> **Given problem**: Revise the data from the line that contains "I would be grateful if you could spot the street" through the end of the data, replacing "photograph" with "image" and changing nothing else. Omit the pictures from your answer.

== Records to use

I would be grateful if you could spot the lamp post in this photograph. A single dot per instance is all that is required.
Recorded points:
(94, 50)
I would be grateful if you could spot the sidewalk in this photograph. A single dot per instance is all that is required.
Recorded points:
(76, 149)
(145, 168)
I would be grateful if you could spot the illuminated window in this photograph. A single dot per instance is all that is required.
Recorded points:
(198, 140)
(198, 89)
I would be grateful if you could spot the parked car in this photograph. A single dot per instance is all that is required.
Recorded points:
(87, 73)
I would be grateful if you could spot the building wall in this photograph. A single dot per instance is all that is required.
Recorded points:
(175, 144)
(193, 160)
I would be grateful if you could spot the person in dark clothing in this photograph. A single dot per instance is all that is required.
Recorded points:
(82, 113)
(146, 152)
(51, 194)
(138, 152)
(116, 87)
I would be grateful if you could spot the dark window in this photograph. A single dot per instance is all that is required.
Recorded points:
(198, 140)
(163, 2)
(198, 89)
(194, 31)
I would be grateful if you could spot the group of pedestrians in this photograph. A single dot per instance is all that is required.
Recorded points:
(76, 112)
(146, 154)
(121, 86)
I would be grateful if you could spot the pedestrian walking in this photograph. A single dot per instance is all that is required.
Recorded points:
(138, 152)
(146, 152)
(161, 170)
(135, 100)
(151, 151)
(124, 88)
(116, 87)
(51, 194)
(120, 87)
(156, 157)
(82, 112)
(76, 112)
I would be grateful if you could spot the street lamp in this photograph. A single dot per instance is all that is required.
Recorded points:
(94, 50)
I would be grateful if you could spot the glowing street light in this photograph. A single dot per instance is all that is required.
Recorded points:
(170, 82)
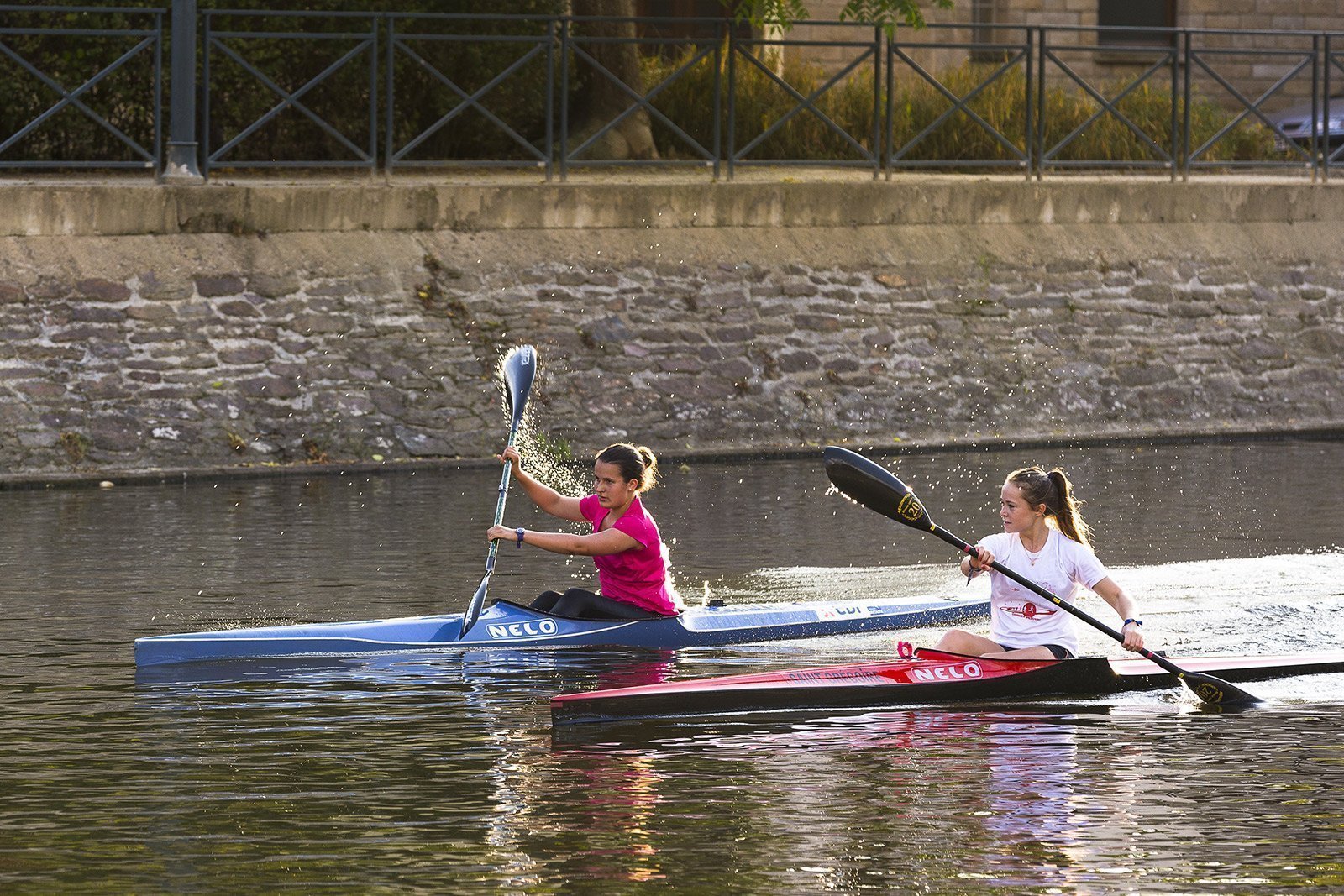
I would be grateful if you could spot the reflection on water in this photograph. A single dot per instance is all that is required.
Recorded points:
(440, 772)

====

> **Exercise result**:
I would be grateful if you could spot the street lamp in this image. A single dot per instance is all that is required.
Recorded points:
(94, 50)
I would be grateful if you could spot the glowing street light in this image. A single dot per instance is all that is required.
Recorded points:
(170, 82)
I would be grateful if you could spot the reflection on water in this image. A single dot per instance is all that is required.
Recorded points:
(440, 772)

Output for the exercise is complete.